→ **EXERCISE TASK 1**:
List every actor named in the Extraction review.
→ **EXERCISE TASK 2**:
In the Extraction review, how long is the single take that the reviewer says has a sameness to it?
→ **EXERCISE TASK 3**:
Continue the Extraction review from its last sentence.

→ **TEXT EXTRACT**:
::::::

The action scenes are fine, I guess, although that 12-minute-long single take has a sameness to it that flattens the technical mastery of the whole sequence. I repeat myself: Head shot, body shot, Hemsworth sad, brown people bad, head shot, body shot. Rake gets hit by a car approximately a dozen times because the Bangladeshi people are bad drivers! That is the message I am taking from this! And although I commend Extraction for casting some recognizable Bollywood actors, including Pankaj Tripathi as Ovi's imprisoned father and Randeep Hooda as Saju, Ovi Sr.'s second in command, in the entirety of India and in the entirety of Bangladesh, only Saju is presented as a "good" person, and that's only for a portion of the film.

::::::

→ **DATA ENTRIES**:
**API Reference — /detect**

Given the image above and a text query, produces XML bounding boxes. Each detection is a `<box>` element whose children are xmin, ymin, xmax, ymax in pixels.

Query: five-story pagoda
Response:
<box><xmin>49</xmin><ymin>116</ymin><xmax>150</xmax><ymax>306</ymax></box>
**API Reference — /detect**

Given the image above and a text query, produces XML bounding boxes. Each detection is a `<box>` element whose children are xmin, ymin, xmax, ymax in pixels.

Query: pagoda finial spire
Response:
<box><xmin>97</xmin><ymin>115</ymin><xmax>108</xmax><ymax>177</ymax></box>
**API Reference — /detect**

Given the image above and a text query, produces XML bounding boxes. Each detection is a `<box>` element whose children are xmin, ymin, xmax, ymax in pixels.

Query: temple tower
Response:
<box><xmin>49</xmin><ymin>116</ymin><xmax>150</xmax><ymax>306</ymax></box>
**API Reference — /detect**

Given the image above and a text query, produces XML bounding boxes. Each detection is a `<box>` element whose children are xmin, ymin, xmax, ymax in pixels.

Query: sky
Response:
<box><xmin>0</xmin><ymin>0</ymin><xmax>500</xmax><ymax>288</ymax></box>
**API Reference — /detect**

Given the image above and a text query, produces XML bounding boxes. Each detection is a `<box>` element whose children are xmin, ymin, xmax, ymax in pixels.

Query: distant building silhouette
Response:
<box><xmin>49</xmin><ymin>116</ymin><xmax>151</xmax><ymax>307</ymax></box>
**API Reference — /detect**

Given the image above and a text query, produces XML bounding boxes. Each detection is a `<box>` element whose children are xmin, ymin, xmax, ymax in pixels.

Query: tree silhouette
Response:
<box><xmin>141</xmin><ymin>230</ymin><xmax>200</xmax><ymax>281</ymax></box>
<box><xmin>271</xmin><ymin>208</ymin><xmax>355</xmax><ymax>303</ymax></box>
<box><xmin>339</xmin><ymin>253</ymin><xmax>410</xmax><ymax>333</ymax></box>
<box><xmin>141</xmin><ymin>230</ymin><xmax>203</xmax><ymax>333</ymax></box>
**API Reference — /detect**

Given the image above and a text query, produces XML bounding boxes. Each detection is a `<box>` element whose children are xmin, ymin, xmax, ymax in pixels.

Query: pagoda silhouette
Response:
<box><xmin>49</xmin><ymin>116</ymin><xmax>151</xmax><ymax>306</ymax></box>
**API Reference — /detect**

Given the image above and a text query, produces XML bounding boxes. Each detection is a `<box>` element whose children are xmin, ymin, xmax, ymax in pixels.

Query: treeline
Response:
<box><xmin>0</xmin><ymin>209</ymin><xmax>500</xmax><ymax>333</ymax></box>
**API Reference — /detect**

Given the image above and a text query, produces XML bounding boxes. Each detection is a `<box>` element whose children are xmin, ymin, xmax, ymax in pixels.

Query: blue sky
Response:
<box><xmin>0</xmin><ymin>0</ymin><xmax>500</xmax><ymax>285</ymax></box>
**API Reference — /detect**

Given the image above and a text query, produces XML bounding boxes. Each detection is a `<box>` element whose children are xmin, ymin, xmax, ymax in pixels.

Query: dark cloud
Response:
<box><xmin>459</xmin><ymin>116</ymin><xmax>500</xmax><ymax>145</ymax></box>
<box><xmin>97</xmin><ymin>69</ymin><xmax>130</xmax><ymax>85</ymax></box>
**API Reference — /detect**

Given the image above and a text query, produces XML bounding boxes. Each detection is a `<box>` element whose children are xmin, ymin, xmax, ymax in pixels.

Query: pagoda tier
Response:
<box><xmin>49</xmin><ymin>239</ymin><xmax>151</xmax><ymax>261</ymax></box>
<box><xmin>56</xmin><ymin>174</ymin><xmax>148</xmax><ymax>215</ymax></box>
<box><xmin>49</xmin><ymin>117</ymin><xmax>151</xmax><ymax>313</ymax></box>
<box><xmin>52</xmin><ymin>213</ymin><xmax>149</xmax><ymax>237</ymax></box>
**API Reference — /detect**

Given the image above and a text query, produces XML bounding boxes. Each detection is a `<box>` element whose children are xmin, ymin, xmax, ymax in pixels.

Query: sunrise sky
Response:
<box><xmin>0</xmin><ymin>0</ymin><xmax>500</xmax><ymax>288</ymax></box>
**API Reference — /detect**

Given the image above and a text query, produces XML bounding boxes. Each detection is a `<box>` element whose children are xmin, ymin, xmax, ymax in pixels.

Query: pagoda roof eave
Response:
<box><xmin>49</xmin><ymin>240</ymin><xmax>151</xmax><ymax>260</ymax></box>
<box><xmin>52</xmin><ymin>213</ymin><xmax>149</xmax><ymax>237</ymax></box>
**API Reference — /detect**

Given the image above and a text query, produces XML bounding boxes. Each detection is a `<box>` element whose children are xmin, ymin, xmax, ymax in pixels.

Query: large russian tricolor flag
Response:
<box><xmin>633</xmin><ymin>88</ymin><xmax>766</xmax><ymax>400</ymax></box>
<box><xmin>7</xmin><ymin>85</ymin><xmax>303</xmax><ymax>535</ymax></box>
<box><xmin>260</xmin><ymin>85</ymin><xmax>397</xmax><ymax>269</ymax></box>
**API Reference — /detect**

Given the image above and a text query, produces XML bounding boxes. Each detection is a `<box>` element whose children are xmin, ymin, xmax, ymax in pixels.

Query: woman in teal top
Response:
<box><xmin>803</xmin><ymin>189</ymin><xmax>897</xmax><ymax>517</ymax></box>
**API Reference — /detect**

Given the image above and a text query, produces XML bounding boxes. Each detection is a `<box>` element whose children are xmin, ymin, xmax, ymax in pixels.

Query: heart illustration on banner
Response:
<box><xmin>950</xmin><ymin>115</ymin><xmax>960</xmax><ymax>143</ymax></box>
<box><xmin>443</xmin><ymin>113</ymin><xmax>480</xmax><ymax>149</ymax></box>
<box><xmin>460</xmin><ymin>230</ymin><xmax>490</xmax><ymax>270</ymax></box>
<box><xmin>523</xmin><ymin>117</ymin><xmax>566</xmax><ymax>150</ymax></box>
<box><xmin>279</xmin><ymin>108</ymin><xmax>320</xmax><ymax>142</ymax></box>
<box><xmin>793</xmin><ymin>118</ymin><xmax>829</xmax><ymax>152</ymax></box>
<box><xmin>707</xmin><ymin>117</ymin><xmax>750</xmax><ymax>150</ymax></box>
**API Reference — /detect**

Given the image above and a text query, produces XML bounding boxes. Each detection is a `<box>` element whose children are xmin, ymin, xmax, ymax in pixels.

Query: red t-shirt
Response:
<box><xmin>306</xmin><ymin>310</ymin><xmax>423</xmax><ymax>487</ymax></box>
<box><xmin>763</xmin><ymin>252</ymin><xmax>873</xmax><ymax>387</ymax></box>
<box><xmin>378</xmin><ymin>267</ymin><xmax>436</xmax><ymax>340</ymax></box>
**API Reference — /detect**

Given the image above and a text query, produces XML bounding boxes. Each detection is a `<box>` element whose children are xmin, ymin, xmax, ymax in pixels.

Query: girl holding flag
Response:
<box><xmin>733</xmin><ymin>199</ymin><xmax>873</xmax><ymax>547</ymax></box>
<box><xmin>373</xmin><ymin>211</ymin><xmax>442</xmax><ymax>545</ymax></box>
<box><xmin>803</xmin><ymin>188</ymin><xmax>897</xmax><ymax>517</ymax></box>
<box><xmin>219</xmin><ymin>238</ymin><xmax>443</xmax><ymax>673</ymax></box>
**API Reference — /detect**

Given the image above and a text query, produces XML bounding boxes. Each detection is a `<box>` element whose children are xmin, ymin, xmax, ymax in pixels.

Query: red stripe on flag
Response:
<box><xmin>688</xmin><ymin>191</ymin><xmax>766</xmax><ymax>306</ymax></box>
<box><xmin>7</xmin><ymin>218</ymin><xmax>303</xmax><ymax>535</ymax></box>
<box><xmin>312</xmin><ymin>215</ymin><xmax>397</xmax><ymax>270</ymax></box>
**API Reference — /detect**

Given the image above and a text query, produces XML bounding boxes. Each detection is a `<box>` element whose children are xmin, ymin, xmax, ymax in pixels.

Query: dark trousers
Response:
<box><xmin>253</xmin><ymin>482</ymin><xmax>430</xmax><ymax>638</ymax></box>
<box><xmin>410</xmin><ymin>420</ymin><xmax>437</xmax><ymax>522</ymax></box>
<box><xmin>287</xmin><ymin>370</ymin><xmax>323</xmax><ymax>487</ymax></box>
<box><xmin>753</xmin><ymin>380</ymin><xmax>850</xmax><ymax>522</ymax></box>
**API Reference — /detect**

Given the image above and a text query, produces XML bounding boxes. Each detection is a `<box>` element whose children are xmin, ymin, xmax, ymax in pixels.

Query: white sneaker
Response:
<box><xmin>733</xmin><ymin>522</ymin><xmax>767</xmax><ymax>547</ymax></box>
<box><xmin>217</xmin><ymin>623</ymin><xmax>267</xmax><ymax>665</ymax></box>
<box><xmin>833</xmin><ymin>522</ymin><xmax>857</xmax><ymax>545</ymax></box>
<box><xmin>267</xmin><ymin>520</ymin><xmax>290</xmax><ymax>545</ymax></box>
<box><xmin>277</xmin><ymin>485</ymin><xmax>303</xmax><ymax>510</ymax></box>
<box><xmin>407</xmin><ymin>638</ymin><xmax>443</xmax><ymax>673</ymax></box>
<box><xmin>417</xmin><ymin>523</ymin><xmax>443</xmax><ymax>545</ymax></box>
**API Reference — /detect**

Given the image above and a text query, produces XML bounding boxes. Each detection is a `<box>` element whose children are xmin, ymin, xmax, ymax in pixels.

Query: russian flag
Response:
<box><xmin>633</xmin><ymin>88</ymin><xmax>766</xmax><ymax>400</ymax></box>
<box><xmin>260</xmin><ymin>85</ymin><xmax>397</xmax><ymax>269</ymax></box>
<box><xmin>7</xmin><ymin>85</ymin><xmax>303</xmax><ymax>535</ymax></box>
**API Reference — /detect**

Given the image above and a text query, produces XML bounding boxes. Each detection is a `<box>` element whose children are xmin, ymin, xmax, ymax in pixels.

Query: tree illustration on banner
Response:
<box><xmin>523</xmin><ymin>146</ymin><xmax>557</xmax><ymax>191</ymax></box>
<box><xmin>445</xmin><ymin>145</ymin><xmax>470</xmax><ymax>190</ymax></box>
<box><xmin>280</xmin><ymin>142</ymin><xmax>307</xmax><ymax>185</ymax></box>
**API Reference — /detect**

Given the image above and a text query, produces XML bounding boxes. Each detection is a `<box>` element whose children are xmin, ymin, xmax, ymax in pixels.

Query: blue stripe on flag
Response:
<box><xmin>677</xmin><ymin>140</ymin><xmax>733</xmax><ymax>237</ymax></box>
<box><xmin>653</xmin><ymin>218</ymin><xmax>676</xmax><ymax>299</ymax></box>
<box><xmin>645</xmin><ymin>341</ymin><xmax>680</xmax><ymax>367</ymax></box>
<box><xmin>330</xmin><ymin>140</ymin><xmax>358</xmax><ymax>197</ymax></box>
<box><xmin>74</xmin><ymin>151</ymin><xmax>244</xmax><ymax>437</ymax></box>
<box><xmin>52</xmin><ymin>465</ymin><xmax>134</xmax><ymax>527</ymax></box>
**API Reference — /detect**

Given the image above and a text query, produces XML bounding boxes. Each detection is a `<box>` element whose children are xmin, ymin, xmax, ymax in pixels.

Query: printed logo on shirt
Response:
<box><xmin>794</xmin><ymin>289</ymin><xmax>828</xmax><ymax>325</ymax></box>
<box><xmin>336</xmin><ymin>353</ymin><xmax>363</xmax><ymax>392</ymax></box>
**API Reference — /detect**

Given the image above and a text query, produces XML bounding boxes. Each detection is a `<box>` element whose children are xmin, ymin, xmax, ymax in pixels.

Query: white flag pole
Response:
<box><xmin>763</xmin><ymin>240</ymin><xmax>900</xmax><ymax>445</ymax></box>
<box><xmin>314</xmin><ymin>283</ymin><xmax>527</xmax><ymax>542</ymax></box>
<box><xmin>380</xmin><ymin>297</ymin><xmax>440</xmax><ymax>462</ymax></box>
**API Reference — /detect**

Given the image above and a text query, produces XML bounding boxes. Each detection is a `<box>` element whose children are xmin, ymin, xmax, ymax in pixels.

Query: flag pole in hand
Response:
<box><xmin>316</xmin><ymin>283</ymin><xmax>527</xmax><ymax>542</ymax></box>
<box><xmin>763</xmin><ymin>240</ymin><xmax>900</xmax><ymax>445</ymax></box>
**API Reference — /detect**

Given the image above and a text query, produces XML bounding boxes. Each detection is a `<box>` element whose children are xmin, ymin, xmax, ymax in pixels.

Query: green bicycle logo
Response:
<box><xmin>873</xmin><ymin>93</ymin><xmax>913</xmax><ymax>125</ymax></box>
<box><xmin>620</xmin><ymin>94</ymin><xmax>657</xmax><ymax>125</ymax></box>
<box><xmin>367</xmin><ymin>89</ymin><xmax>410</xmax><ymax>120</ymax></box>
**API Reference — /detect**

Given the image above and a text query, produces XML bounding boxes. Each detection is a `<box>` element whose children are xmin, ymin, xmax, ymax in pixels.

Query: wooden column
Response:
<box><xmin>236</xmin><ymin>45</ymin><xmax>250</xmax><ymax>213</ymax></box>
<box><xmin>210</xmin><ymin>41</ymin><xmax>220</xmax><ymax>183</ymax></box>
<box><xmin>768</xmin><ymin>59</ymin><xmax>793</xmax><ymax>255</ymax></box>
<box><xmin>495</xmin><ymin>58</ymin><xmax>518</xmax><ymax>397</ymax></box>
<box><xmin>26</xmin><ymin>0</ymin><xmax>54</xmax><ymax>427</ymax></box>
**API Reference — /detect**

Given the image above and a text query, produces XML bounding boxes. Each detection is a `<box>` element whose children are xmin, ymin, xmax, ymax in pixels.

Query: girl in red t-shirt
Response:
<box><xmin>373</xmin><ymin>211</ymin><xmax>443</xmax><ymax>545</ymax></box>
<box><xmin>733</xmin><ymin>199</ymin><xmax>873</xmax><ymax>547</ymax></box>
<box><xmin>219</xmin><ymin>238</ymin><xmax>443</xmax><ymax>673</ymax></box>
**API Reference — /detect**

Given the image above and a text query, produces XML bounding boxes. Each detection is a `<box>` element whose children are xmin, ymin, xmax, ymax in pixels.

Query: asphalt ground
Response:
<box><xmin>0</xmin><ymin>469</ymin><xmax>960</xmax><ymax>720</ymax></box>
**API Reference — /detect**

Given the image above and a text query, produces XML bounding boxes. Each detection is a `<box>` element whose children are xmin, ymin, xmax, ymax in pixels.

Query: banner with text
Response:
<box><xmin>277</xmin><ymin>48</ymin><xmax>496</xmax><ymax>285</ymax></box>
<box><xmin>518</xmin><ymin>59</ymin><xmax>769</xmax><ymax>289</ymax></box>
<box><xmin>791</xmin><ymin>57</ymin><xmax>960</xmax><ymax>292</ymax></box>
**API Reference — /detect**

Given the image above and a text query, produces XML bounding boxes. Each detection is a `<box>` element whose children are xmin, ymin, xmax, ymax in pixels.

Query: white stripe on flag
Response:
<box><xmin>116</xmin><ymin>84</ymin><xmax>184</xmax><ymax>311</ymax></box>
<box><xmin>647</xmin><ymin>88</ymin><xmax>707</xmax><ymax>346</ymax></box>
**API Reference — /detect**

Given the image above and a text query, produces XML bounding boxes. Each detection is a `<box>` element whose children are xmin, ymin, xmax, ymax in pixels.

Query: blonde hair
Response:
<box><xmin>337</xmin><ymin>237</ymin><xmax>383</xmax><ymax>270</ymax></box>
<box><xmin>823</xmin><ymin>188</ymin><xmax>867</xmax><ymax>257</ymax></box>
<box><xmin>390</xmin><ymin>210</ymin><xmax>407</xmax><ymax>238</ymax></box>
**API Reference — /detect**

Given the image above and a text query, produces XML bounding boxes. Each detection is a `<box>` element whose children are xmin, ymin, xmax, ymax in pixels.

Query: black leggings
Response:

::::::

→ **TASK OUTPUT 1**:
Hemsworth, Pankaj Tripathi, Randeep Hooda

→ **TASK OUTPUT 2**:
It is 12 minutes long.

→ **TASK OUTPUT 3**:
Look, I'm not trying to say movies should only be about people whose ethical or moral choices are ones we would approve of, or that it's impossible to empathize with or enjoy movies about bad people. I just wrote in praise of There Will Be Blood, and Daniel Plainview is an awful person, and my favorite movie is The Godfather, another movie about an awful person. But those films had specific points of view and understandable character arcs and engaging aesthetic choices; their explorations of those worlds and those people were not an unthinking endorsement. Meanwhile, nothing about Extraction suggests that it has such self-awareness, and it's not doing anything within the conventions of this genre that wasn't already accomplished more impressively or more entertainingly by Man on Fire. Rest in peace, Tony Scott. You deserve better mimicry than this.

Extraction started streaming on Netflix on April 24, 2020.